### GIVEN TASK
Render the data, from the line with "find the carved stone molding" through the end, as a Markdown table with the columns Row and Line. Skip blank lines.

══ EXTRACTED RECORDS ══

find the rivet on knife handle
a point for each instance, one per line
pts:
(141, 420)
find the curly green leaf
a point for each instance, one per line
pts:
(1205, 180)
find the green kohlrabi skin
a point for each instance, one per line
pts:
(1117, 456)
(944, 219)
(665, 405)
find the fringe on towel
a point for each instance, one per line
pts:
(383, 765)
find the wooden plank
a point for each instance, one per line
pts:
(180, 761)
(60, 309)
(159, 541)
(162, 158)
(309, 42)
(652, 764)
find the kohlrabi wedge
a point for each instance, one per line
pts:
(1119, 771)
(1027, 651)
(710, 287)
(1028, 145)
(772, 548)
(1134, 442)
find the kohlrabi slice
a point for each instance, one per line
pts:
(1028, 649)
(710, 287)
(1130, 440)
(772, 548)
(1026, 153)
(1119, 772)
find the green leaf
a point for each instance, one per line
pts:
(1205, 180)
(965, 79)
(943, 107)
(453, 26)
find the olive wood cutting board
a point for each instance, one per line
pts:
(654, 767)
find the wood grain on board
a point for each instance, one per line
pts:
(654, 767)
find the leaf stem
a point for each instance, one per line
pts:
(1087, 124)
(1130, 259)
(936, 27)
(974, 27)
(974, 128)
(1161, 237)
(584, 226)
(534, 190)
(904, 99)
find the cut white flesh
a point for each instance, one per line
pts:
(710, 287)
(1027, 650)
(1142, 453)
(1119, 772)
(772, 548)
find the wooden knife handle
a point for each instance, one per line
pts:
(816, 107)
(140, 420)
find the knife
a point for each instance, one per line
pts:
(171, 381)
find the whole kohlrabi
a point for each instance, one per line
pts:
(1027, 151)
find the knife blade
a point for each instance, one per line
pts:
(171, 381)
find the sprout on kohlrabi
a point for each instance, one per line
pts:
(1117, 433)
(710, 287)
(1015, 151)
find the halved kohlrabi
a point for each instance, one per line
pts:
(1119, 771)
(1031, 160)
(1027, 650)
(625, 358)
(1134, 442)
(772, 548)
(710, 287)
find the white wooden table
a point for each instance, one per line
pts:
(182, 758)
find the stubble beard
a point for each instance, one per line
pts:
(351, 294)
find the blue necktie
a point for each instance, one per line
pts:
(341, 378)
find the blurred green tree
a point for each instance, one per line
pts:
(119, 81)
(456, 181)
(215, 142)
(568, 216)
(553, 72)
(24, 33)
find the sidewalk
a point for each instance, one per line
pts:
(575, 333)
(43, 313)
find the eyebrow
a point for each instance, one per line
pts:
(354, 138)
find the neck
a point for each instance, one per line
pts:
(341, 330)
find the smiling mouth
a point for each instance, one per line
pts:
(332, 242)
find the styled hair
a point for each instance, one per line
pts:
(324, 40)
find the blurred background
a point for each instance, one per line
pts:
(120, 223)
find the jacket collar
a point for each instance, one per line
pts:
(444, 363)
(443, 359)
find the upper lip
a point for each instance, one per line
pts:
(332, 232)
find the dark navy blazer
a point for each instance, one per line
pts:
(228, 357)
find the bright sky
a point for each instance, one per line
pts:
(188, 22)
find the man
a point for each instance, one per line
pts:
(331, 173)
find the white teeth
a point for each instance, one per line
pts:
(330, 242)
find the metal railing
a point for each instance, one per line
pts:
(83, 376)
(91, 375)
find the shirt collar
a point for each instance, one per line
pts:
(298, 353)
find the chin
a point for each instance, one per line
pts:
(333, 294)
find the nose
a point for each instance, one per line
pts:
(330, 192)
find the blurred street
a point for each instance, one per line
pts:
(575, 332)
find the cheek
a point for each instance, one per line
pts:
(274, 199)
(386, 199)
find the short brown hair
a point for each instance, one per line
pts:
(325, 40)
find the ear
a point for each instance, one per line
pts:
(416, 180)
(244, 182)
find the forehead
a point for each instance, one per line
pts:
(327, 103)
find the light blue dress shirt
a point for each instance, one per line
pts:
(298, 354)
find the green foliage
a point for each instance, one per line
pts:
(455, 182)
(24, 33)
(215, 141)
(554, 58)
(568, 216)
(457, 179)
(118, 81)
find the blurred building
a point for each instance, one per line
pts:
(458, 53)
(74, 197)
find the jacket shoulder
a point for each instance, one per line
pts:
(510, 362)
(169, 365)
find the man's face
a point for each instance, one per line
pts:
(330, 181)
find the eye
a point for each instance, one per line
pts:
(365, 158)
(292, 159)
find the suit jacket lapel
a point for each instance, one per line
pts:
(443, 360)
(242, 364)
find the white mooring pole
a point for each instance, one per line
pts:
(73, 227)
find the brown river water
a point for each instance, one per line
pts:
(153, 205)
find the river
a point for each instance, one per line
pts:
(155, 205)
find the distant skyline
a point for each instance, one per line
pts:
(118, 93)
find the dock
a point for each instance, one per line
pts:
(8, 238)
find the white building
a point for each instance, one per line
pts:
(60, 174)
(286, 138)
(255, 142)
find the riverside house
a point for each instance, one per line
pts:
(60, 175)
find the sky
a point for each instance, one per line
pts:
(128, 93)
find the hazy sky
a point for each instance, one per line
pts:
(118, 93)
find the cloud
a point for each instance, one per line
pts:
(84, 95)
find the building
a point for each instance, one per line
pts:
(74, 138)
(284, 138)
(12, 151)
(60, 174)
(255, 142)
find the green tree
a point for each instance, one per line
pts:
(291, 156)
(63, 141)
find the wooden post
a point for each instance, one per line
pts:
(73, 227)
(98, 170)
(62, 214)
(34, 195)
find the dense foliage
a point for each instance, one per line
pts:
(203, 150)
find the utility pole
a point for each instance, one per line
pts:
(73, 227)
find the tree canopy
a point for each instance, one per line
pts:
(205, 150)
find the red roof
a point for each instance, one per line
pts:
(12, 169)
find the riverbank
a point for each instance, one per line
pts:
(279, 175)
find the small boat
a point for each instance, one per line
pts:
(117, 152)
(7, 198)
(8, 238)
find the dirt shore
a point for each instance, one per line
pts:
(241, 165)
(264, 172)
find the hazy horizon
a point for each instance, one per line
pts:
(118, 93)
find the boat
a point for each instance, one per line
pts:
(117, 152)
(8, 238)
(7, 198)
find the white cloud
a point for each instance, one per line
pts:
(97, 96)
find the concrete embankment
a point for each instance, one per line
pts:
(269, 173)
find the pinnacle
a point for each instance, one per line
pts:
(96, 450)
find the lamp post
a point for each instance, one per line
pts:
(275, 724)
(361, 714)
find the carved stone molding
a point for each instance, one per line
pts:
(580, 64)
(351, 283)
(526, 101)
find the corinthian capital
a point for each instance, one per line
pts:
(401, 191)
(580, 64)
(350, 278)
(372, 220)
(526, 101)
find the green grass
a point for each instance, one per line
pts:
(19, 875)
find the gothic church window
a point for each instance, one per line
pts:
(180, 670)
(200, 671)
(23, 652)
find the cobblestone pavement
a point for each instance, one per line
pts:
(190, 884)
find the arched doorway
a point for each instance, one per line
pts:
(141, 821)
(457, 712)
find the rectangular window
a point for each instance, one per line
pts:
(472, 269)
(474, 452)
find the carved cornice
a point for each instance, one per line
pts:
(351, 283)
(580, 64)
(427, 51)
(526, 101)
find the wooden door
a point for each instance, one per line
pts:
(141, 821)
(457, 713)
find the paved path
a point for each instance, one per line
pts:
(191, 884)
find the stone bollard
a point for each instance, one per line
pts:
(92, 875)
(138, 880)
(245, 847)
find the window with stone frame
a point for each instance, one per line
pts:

═══

### WRITTEN REPLY
| Row | Line |
|---|---|
| 1 | find the carved stone molding |
| 2 | a point for each instance, one per line |
| 3 | pts: |
| 4 | (580, 64) |
| 5 | (351, 283) |
| 6 | (526, 101) |
| 7 | find the corinthian capital |
| 8 | a point for each instance, one per line |
| 9 | pts: |
| 10 | (401, 191) |
| 11 | (580, 64) |
| 12 | (350, 278) |
| 13 | (372, 220) |
| 14 | (526, 101) |
| 15 | find the green grass |
| 16 | a point for each instance, one per line |
| 17 | pts: |
| 18 | (19, 875) |
| 19 | find the gothic church window |
| 20 | a point for each instance, one per line |
| 21 | pts: |
| 22 | (180, 670) |
| 23 | (200, 671) |
| 24 | (23, 652) |
| 25 | find the cobblestone pavement |
| 26 | a point for each instance, one per line |
| 27 | pts: |
| 28 | (190, 884) |
| 29 | find the arched doorway |
| 30 | a point for each instance, one per line |
| 31 | pts: |
| 32 | (141, 821) |
| 33 | (457, 712) |
| 34 | find the rectangular window |
| 35 | a point for each instance, one per line |
| 36 | pts: |
| 37 | (472, 269) |
| 38 | (474, 452) |
| 39 | find the carved cornice |
| 40 | a point for each instance, one per line |
| 41 | pts: |
| 42 | (351, 283) |
| 43 | (580, 64) |
| 44 | (427, 51) |
| 45 | (526, 101) |
| 46 | find the wooden door |
| 47 | a point for each instance, one per line |
| 48 | pts: |
| 49 | (141, 821) |
| 50 | (457, 713) |
| 51 | find the paved path |
| 52 | a point for each instance, one per line |
| 53 | pts: |
| 54 | (191, 884) |
| 55 | find the stone bollard |
| 56 | a point for each instance, one per line |
| 57 | pts: |
| 58 | (92, 875) |
| 59 | (138, 880) |
| 60 | (245, 847) |
| 61 | find the window with stone frame |
| 62 | a point for each instance, one per line |
| 63 | pts: |